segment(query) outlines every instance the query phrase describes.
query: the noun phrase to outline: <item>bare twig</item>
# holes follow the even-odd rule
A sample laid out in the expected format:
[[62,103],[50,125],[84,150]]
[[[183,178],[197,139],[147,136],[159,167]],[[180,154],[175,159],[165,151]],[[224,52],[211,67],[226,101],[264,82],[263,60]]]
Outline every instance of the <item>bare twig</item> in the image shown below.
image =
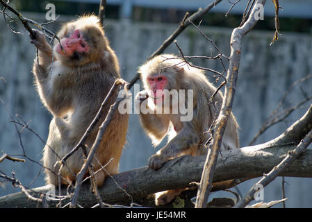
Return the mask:
[[[285,177],[281,177],[281,198],[285,199]],[[283,202],[283,207],[286,208],[286,205],[285,204],[285,201]]]
[[252,146],[254,144],[256,140],[258,139],[258,137],[260,137],[264,132],[266,131],[271,126],[282,121],[285,119],[286,119],[293,111],[297,110],[300,107],[302,107],[304,103],[306,103],[307,101],[312,99],[312,96],[309,96],[304,100],[299,102],[298,104],[292,106],[284,111],[281,112],[281,113],[278,113],[276,114],[274,117],[272,117],[270,119],[266,121],[263,125],[262,126],[261,128],[260,129],[259,132],[254,137],[254,138],[252,139],[250,143],[248,146]]
[[202,69],[202,70],[205,70],[205,71],[211,71],[211,72],[212,72],[212,73],[216,74],[218,76],[222,77],[222,78],[224,79],[224,80],[226,80],[224,76],[223,76],[223,73],[220,73],[220,72],[219,72],[219,71],[215,71],[215,70],[214,70],[214,69],[209,69],[209,68],[206,68],[206,67],[199,67],[199,66],[197,66],[197,65],[193,65],[193,64],[190,63],[190,62],[188,62],[188,61],[186,60],[186,57],[184,56],[184,55],[183,55],[183,51],[182,51],[182,49],[181,49],[181,47],[180,47],[180,46],[179,46],[179,44],[176,43],[176,40],[174,40],[174,44],[176,44],[176,47],[178,48],[179,52],[180,53],[181,56],[182,58],[183,58],[184,62],[185,62],[187,65],[188,65],[189,66],[190,66],[190,67],[194,67],[194,68],[197,68],[197,69]]
[[[24,27],[25,27],[26,30],[27,30],[28,31],[29,37],[31,37],[31,39],[33,40],[33,39],[35,38],[35,33],[33,32],[33,29],[29,26],[28,23],[31,23],[31,24],[34,24],[35,26],[36,26],[37,27],[42,29],[44,31],[44,32],[45,35],[47,37],[48,37],[49,38],[51,39],[52,40],[54,38],[57,39],[58,42],[60,43],[60,48],[62,49],[62,50],[64,50],[64,49],[63,47],[63,45],[62,45],[62,44],[60,42],[60,40],[56,35],[56,34],[43,26],[43,25],[44,25],[44,24],[50,24],[51,22],[54,22],[56,19],[57,19],[58,18],[58,17],[54,21],[51,21],[51,22],[48,22],[48,23],[45,23],[45,24],[44,23],[44,24],[40,24],[36,22],[35,22],[35,21],[33,21],[32,19],[28,19],[26,17],[24,17],[19,12],[18,12],[15,8],[11,7],[9,4],[6,3],[3,0],[0,0],[0,3],[2,4],[4,6],[5,8],[8,8],[9,10],[10,10],[12,12],[13,12],[15,15],[17,16],[18,19],[23,24]],[[3,10],[3,15],[4,15],[4,10]],[[6,15],[8,15],[6,14]],[[47,33],[49,35],[51,35],[51,37],[46,35],[46,33]]]
[[232,8],[238,3],[240,1],[240,0],[237,0],[236,2],[231,2],[229,0],[228,0],[227,1],[229,1],[229,3],[231,3],[232,6],[231,6],[231,8],[229,9],[229,10],[227,12],[227,13],[225,13],[225,17],[227,17],[229,13],[231,12],[231,10],[232,10]]
[[275,17],[274,18],[275,25],[275,32],[274,33],[273,39],[272,40],[272,42],[270,44],[270,46],[279,39],[279,10],[281,8],[281,7],[279,7],[279,0],[272,0],[272,1],[275,7]]
[[[273,181],[275,178],[288,166],[289,166],[295,160],[304,153],[306,147],[312,142],[312,130],[309,133],[306,137],[301,141],[297,148],[293,151],[288,152],[287,156],[281,161],[277,166],[274,166],[269,173],[265,174],[263,177],[256,183],[254,187],[249,190],[247,194],[241,199],[233,207],[234,208],[245,207],[248,203],[254,199],[254,194],[258,190],[254,189],[256,185],[261,185],[262,187],[266,187],[270,182]],[[257,186],[256,187],[260,187]]]
[[25,162],[25,160],[24,159],[19,159],[16,157],[13,157],[9,156],[8,155],[4,153],[1,157],[0,157],[0,162],[4,160],[4,159],[8,159],[9,160],[13,161],[13,162]]
[[[257,4],[264,5],[265,0],[258,0]],[[217,119],[215,130],[213,133],[213,140],[208,149],[207,157],[202,172],[199,188],[198,189],[195,207],[202,208],[206,205],[208,197],[211,190],[212,180],[217,160],[220,147],[222,142],[222,137],[227,126],[227,120],[231,114],[233,105],[236,81],[238,76],[241,53],[241,40],[256,24],[257,20],[254,15],[256,13],[255,7],[249,14],[248,20],[239,28],[233,31],[231,37],[231,56],[227,71],[224,97],[219,117]]]
[[[149,56],[149,58],[147,58],[147,60],[149,60],[154,58],[156,56],[158,56],[159,54],[161,54],[165,49],[167,49],[167,47],[175,40],[178,35],[182,33],[184,29],[186,28],[190,24],[190,22],[189,21],[194,22],[196,19],[199,19],[202,18],[206,13],[207,13],[212,8],[213,8],[215,6],[216,6],[219,2],[220,2],[222,0],[215,0],[211,3],[208,4],[204,8],[200,8],[198,11],[192,14],[191,16],[188,17],[188,19],[186,19],[187,15],[184,15],[182,22],[180,23],[178,28],[176,28],[174,32],[167,39],[165,40],[163,44],[157,49],[156,51],[155,51],[153,54],[151,54],[151,56]],[[140,74],[137,73],[136,76],[130,81],[130,83],[127,85],[127,89],[130,89],[134,83],[136,83],[136,81],[138,81],[140,79]]]
[[15,8],[12,8],[10,5],[6,3],[3,0],[0,0],[0,3],[18,17],[19,19],[22,22],[24,27],[25,27],[26,30],[27,30],[29,32],[29,34],[31,35],[31,37],[32,38],[34,38],[35,37],[35,33],[33,31],[31,28],[29,27],[28,24],[27,23],[27,22],[25,20],[25,18],[20,12],[17,12]]

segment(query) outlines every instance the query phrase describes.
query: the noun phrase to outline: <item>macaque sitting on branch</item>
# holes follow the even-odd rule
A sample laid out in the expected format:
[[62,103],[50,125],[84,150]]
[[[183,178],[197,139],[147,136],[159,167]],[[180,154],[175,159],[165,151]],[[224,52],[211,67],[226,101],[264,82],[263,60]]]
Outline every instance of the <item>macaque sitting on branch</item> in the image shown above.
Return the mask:
[[[141,110],[145,110],[139,114],[142,126],[154,146],[168,136],[167,144],[150,157],[149,166],[156,170],[166,161],[183,155],[206,155],[205,144],[211,136],[209,129],[221,108],[222,93],[219,91],[211,101],[217,89],[203,71],[173,55],[154,57],[141,66],[139,72],[145,88],[136,95]],[[186,107],[190,115],[182,113]],[[238,128],[231,113],[220,151],[239,147]],[[156,205],[170,202],[184,189],[156,194]]]
[[[33,31],[35,36],[31,42],[38,50],[33,70],[35,83],[42,103],[53,115],[43,164],[47,183],[58,185],[60,164],[56,163],[78,144],[115,80],[120,78],[120,68],[95,16],[83,16],[65,24],[57,33],[61,44],[56,40],[53,50],[44,35]],[[88,137],[84,144],[87,151],[116,97],[110,99],[101,119]],[[108,174],[118,173],[128,117],[118,112],[114,114],[97,150],[92,165],[97,185],[101,185]],[[63,184],[75,181],[83,158],[79,148],[67,160],[60,171]]]

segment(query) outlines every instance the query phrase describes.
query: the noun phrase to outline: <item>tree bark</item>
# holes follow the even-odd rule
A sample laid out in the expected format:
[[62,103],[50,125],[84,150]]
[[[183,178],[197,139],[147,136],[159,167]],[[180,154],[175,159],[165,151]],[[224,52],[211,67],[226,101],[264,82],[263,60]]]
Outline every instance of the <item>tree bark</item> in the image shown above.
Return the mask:
[[[213,182],[262,176],[277,165],[287,155],[288,152],[295,148],[295,145],[289,144],[276,145],[265,143],[224,151],[219,155]],[[99,193],[106,203],[129,205],[133,202],[145,205],[149,202],[150,205],[153,199],[147,198],[149,194],[189,186],[190,182],[199,182],[205,159],[206,156],[186,155],[168,161],[157,171],[144,166],[120,173],[108,177],[104,185],[99,188]],[[312,177],[312,150],[307,149],[303,155],[295,160],[279,176]],[[39,197],[40,194],[45,195],[50,190],[51,187],[47,185],[33,189],[29,193]],[[62,193],[66,194],[66,187],[62,187]],[[132,200],[130,196],[132,196]],[[69,201],[69,199],[63,200],[63,205]],[[56,207],[58,203],[58,201],[47,201],[51,207]],[[86,207],[97,204],[88,182],[81,187],[78,203]],[[42,207],[41,204],[28,200],[22,191],[0,197],[0,207]]]

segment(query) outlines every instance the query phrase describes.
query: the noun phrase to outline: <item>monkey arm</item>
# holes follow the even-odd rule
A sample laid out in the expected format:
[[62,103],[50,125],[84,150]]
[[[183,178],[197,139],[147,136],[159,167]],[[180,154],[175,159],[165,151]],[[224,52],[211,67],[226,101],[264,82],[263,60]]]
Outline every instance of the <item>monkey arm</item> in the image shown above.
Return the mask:
[[190,123],[185,123],[182,130],[156,154],[149,159],[149,166],[157,169],[167,160],[183,155],[191,155],[198,148],[200,137],[192,129]]
[[167,135],[169,128],[169,119],[156,114],[140,114],[140,121],[151,139],[154,146],[157,146]]
[[52,49],[42,32],[36,29],[33,29],[33,31],[35,35],[34,38],[31,39],[31,42],[38,50],[38,57],[35,59],[34,73],[36,77],[40,80],[42,78],[47,77],[48,67],[52,62]]

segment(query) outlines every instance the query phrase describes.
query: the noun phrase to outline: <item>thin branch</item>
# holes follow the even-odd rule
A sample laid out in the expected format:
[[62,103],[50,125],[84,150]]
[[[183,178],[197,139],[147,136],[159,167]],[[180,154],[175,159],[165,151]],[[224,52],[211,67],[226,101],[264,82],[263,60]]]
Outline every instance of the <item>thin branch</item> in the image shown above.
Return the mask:
[[299,156],[304,153],[308,146],[312,142],[312,130],[309,133],[302,142],[297,146],[297,148],[292,151],[288,152],[287,156],[281,161],[277,166],[274,166],[269,173],[265,174],[263,177],[256,183],[254,187],[249,190],[247,194],[242,198],[233,207],[234,208],[245,207],[254,199],[254,194],[258,190],[254,189],[254,187],[266,187],[270,182],[273,181],[277,176],[287,166],[288,166],[293,162],[294,162]]
[[[122,89],[122,87],[124,86],[124,85],[125,85],[124,83],[122,84],[121,85],[122,87],[120,87],[120,90]],[[97,148],[99,147],[99,144],[102,141],[103,135],[107,127],[110,123],[113,114],[115,110],[117,110],[119,103],[124,99],[125,98],[117,98],[115,103],[110,105],[106,118],[105,119],[104,121],[102,123],[101,126],[99,128],[99,132],[97,133],[95,141],[90,148],[90,151],[88,155],[88,158],[85,160],[85,163],[83,164],[83,166],[81,167],[81,169],[80,170],[79,173],[78,173],[77,174],[74,196],[71,201],[71,207],[74,208],[77,205],[78,196],[79,195],[80,189],[81,188],[83,177],[85,175],[85,172],[88,168],[89,167],[90,164],[91,164],[91,162],[93,160],[93,157],[95,154],[95,152],[97,151]]]
[[[174,32],[167,39],[165,40],[161,46],[155,51],[147,60],[149,60],[153,58],[154,56],[161,54],[165,49],[182,33],[184,29],[186,28],[190,24],[190,22],[189,21],[194,22],[196,19],[199,19],[202,18],[206,13],[207,13],[211,8],[215,7],[217,3],[219,3],[222,0],[215,0],[211,3],[208,4],[204,8],[200,8],[198,11],[192,14],[191,16],[188,17],[188,19],[186,19],[187,16],[186,14],[184,15],[182,22],[180,23],[179,27],[174,31]],[[137,73],[136,76],[130,81],[130,83],[127,85],[127,89],[130,89],[136,81],[140,79],[140,74]]]
[[[265,0],[258,0],[256,3],[264,5]],[[235,89],[238,76],[238,69],[241,53],[241,40],[256,24],[254,18],[255,7],[253,8],[248,20],[239,28],[236,28],[231,37],[231,56],[227,76],[227,84],[223,103],[217,119],[215,130],[213,132],[213,143],[208,149],[205,165],[204,166],[199,188],[198,189],[195,207],[202,208],[206,205],[208,197],[211,190],[213,177],[217,163],[219,150],[222,142],[223,134],[227,120],[231,114],[234,99]]]
[[106,0],[101,0],[99,9],[99,18],[101,26],[104,26],[104,21],[105,18],[105,10],[106,9]]
[[254,144],[256,140],[258,139],[258,137],[260,137],[264,132],[265,132],[271,126],[282,121],[285,119],[286,119],[293,111],[297,110],[299,108],[301,108],[304,103],[306,103],[307,101],[312,99],[312,96],[309,96],[304,100],[299,102],[298,104],[290,107],[284,111],[281,112],[281,113],[279,113],[276,115],[275,117],[272,118],[271,119],[269,119],[266,121],[263,125],[262,126],[260,130],[258,132],[258,133],[254,137],[254,138],[252,139],[250,143],[248,146],[252,146]]
[[275,41],[279,40],[279,10],[281,8],[279,6],[279,0],[272,0],[275,8],[275,17],[274,18],[274,22],[275,26],[275,32],[274,33],[273,39],[272,40],[270,45],[271,46]]
[[[24,27],[26,28],[26,31],[28,31],[28,32],[29,33],[29,37],[31,37],[31,39],[33,40],[35,38],[35,33],[33,31],[33,29],[29,26],[28,23],[31,23],[33,24],[34,24],[35,26],[36,26],[37,27],[42,29],[44,31],[44,34],[47,37],[48,37],[49,38],[51,39],[52,40],[56,38],[58,40],[58,42],[60,43],[60,48],[62,49],[62,50],[64,50],[63,45],[60,42],[60,38],[56,35],[56,33],[54,33],[54,32],[49,31],[49,29],[44,28],[43,26],[43,25],[47,24],[50,24],[51,22],[54,22],[56,19],[57,19],[58,18],[56,17],[56,19],[54,19],[54,21],[51,21],[49,23],[46,23],[46,24],[39,24],[32,19],[28,19],[26,17],[24,17],[19,12],[17,11],[15,8],[12,8],[10,5],[8,5],[8,3],[6,3],[3,0],[0,0],[0,3],[2,4],[5,8],[8,8],[9,10],[10,10],[12,12],[13,12],[15,15],[17,16],[18,19],[22,22],[22,23],[24,25]],[[4,14],[3,14],[4,15]],[[6,14],[7,15],[7,14]],[[50,37],[49,35],[46,35],[46,33],[49,33],[49,35],[51,35],[52,37]]]
[[99,111],[97,112],[97,115],[93,119],[93,121],[91,122],[90,126],[88,127],[87,130],[85,130],[84,135],[79,142],[78,144],[76,145],[76,146],[69,152],[64,157],[62,158],[61,162],[62,164],[65,163],[66,160],[75,153],[81,146],[83,145],[84,142],[87,139],[88,137],[89,136],[89,134],[91,133],[92,130],[95,128],[95,125],[99,122],[99,121],[101,119],[101,117],[103,114],[103,110],[104,108],[106,106],[106,104],[108,101],[108,100],[110,99],[112,95],[114,94],[115,91],[116,90],[117,87],[118,87],[119,84],[120,84],[120,80],[116,80],[114,83],[114,84],[110,87],[110,91],[108,92],[108,94],[105,97],[104,100],[103,101],[100,108],[99,109]]
[[225,17],[227,17],[229,13],[231,12],[231,10],[232,10],[232,8],[238,3],[240,1],[240,0],[237,0],[236,2],[231,2],[229,0],[228,0],[227,1],[229,1],[229,3],[231,3],[232,6],[231,6],[231,8],[229,9],[229,10],[227,12],[227,13],[225,13]]
[[10,5],[6,3],[3,0],[0,0],[0,3],[18,17],[18,19],[22,22],[24,27],[25,27],[26,30],[28,31],[31,38],[35,37],[35,33],[33,31],[31,28],[29,27],[28,24],[27,23],[27,22],[25,20],[25,18],[20,12],[17,12],[15,9],[14,9]]
[[223,74],[222,74],[222,73],[220,73],[220,72],[219,72],[219,71],[215,71],[215,70],[214,70],[214,69],[211,69],[206,68],[206,67],[199,67],[199,66],[197,66],[197,65],[193,65],[193,64],[190,63],[190,62],[188,62],[188,61],[186,60],[186,57],[184,56],[184,55],[183,55],[183,51],[182,51],[182,49],[181,49],[181,47],[180,47],[180,46],[179,46],[179,44],[176,43],[176,40],[174,40],[174,44],[176,44],[176,47],[178,48],[179,52],[180,53],[181,56],[182,58],[183,58],[184,62],[185,62],[187,65],[188,65],[189,66],[190,66],[190,67],[194,67],[194,68],[197,68],[197,69],[202,69],[202,70],[205,70],[205,71],[211,71],[211,72],[212,72],[212,73],[216,74],[218,76],[222,77],[222,78],[224,79],[224,80],[226,80],[226,78],[225,78],[224,76],[223,76]]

• • • • •

What the task requires: Locate every line in the entries above that contains the word "sitting" and copy each of those lines.

Task solution:
query: the noun phrase to outline: <item>macaque sitting on branch</item>
Outline every instance of the <item>macaque sitting on branch</item> in the image shown above.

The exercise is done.